## Stated goal
Write out the material again exactly, please, and omit the pictures.

(Picture region annotation data)
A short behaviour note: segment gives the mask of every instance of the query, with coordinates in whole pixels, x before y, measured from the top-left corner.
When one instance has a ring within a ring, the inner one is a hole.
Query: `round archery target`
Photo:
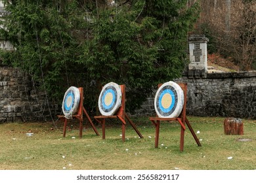
[[[121,105],[121,90],[114,82],[106,84],[98,97],[98,108],[104,116],[114,115]]]
[[[74,86],[70,87],[66,92],[62,101],[62,111],[67,119],[71,119],[78,108],[80,102],[79,90]]]
[[[183,90],[177,83],[167,82],[158,88],[155,96],[154,107],[159,117],[178,117],[182,110],[183,105]]]

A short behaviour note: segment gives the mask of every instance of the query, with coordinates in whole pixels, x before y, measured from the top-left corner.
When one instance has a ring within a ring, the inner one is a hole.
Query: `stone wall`
[[[256,119],[256,71],[190,75],[176,82],[188,84],[188,115]],[[137,116],[156,115],[154,97],[137,111]]]
[[[188,84],[187,114],[256,119],[256,72],[207,73],[189,71],[176,82]],[[155,116],[154,93],[133,116]],[[56,105],[48,106],[43,92],[20,70],[0,67],[0,123],[41,121],[55,118]],[[51,112],[49,108],[51,108]]]
[[[0,123],[46,120],[54,115],[47,99],[37,92],[27,74],[10,67],[0,67]]]

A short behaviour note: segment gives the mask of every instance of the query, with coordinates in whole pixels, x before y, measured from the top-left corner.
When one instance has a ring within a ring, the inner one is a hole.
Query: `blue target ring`
[[[162,105],[162,100],[163,99],[163,97],[166,94],[169,94],[169,95],[171,97],[171,103],[169,105],[168,108],[164,107]],[[173,92],[169,89],[166,89],[161,92],[159,97],[159,100],[158,100],[159,107],[161,109],[161,110],[163,111],[163,113],[168,113],[173,108],[173,107],[175,105],[175,102],[173,101],[175,101],[175,96]]]
[[[104,92],[103,92],[103,96],[102,97],[102,108],[105,112],[109,112],[113,108],[114,105],[116,103],[116,95],[117,92],[116,90],[113,86],[110,86],[108,88],[105,89]],[[111,99],[107,99],[110,97]],[[110,100],[109,101],[109,100]]]
[[[183,90],[177,83],[170,81],[158,88],[155,96],[154,107],[159,117],[178,117],[183,108]]]
[[[72,101],[70,101],[70,99]],[[74,107],[74,93],[72,91],[70,91],[65,97],[65,101],[64,101],[64,110],[66,111],[69,111],[72,108],[72,107]]]
[[[101,90],[98,105],[102,115],[114,115],[121,105],[120,86],[114,82],[106,84]]]
[[[65,92],[62,101],[62,111],[66,118],[72,118],[72,115],[77,112],[79,102],[79,90],[75,86],[70,87]]]

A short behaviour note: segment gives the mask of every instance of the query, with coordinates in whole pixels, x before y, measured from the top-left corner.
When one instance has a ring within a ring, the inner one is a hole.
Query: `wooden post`
[[[224,120],[225,135],[244,135],[244,124],[240,118],[226,118]]]

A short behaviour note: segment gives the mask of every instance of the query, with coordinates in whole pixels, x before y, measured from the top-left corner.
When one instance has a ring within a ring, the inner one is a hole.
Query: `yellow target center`
[[[68,96],[68,99],[66,100],[66,105],[69,107],[72,105],[72,96]]]
[[[104,99],[104,102],[106,106],[108,106],[111,104],[113,100],[113,95],[110,92],[106,94],[105,98]]]
[[[171,102],[172,99],[170,93],[164,94],[161,101],[161,106],[164,108],[167,108],[171,106]]]

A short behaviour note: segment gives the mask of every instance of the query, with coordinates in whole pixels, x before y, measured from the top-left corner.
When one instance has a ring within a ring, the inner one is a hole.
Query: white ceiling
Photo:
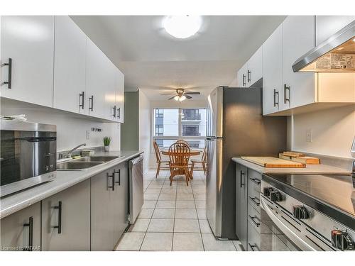
[[[151,97],[166,93],[165,88],[198,87],[190,91],[205,94],[215,87],[229,85],[239,67],[285,18],[203,16],[200,31],[181,40],[165,31],[163,16],[72,18],[124,72],[126,89],[147,89]]]

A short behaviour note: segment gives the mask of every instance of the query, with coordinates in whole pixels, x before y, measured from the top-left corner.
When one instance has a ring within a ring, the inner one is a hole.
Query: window
[[[204,148],[206,110],[204,109],[155,109],[153,140],[160,148],[169,148],[179,139],[191,148]]]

## Solved problem
A short behaviour note: segment gives the mask of every instance of the query, with coordinates in whole pixels, x before y, measured from the top-left corner.
When one instance has a ring within a ring, the inner one is a hole.
Query: `round archery target`
Photo:
[[[121,105],[121,90],[114,82],[106,84],[98,97],[98,108],[104,116],[114,115]]]
[[[74,86],[70,87],[66,92],[62,101],[62,111],[67,119],[71,119],[78,108],[80,102],[79,90]]]
[[[183,90],[177,83],[167,82],[158,88],[155,96],[154,107],[159,117],[178,117],[182,110],[183,105]]]

A short behaviour note: segment gives the mask of every instance of the query, with coordinates in whole pixels, x before y, measured from the top-left corner.
When one instance has a ring within a ring, the inner one is a hole.
Query: `stone wall`
[[[256,119],[256,71],[190,75],[176,82],[188,84],[188,115]],[[137,116],[156,115],[154,97],[137,111]]]
[[[188,84],[187,114],[256,119],[256,72],[207,73],[189,71],[176,82]],[[155,116],[154,93],[133,116]],[[56,105],[48,106],[43,92],[20,70],[0,67],[0,123],[41,121],[55,118]],[[51,112],[49,108],[51,108]]]
[[[0,123],[46,120],[54,115],[47,99],[37,92],[27,74],[10,67],[0,67]]]

A short behaviour note: segment gives the mask of every instance of the query, with coordinates in whole pixels, x before y, measured from the top-left corner.
When one instance has a ring within a ring, the inner one is a hole.
Query: `blue target ring`
[[[162,105],[162,100],[163,99],[163,97],[166,94],[169,94],[169,95],[171,97],[171,103],[169,105],[168,108],[164,107]],[[173,92],[169,89],[166,89],[161,92],[159,97],[159,100],[158,100],[159,107],[161,109],[161,110],[163,111],[163,113],[168,113],[173,108],[173,107],[175,105],[175,102],[173,101],[175,101],[175,96]]]
[[[104,92],[103,92],[103,96],[102,97],[102,108],[105,112],[109,112],[113,108],[114,105],[116,103],[116,95],[117,92],[116,90],[113,86],[110,86],[108,88],[105,89]],[[111,99],[107,99],[110,97]],[[110,100],[109,101],[109,100]]]
[[[183,90],[177,83],[170,81],[158,88],[155,96],[154,107],[159,117],[178,117],[183,108]]]
[[[72,101],[70,101],[70,99]],[[74,107],[74,93],[72,91],[70,91],[65,97],[65,101],[64,101],[64,110],[66,111],[69,111],[72,108],[72,107]]]
[[[101,90],[98,105],[102,115],[114,115],[121,105],[120,86],[114,82],[106,84]]]
[[[65,92],[62,101],[62,111],[66,118],[72,118],[72,115],[77,112],[79,102],[79,90],[75,86],[70,87]]]

A short behaviour note: segment gives the mask of every instance of the query, with coordinates in whole pixels, x before y, measured from the top-left corner.
When one instance has a ring within a ring, the inner one is a hole.
Query: `wooden post`
[[[224,120],[225,135],[244,135],[244,124],[240,118],[226,118]]]

A short behaviour note: segment gives the mask of every instance of the query, with coordinates in whole pixels, x before y, measured from the top-left corner.
When one instance has a ring within a ring, the inner one is a hole.
Query: `yellow target center`
[[[68,96],[68,99],[66,100],[66,105],[69,107],[72,105],[72,96]]]
[[[104,99],[104,102],[106,106],[108,106],[111,104],[113,100],[113,95],[110,92],[106,94],[105,98]]]
[[[171,102],[172,99],[170,93],[164,94],[161,101],[161,106],[164,108],[167,108],[171,106]]]

A short behaviour note: segment gives the mask of every instance of the query, with coordinates in whole pixels, x before y, measured from the top-left corner.
When one instance has a ring within a ring, the inner one is a hole.
Query: white ceiling
Photo:
[[[151,97],[166,93],[165,88],[198,87],[190,91],[205,94],[215,87],[229,85],[239,67],[285,18],[203,16],[200,31],[181,40],[165,31],[163,16],[72,18],[124,72],[126,89],[147,89]]]

A short behaviour note: segment gives the mask of every instance of the query, with coordinates in whole pixels, x before y, measured from the top-left corner.
When one instance has a ring within a ring, the inner one is a hole.
Query: window
[[[204,148],[206,110],[204,109],[155,109],[153,140],[160,148],[169,148],[179,139],[191,148]]]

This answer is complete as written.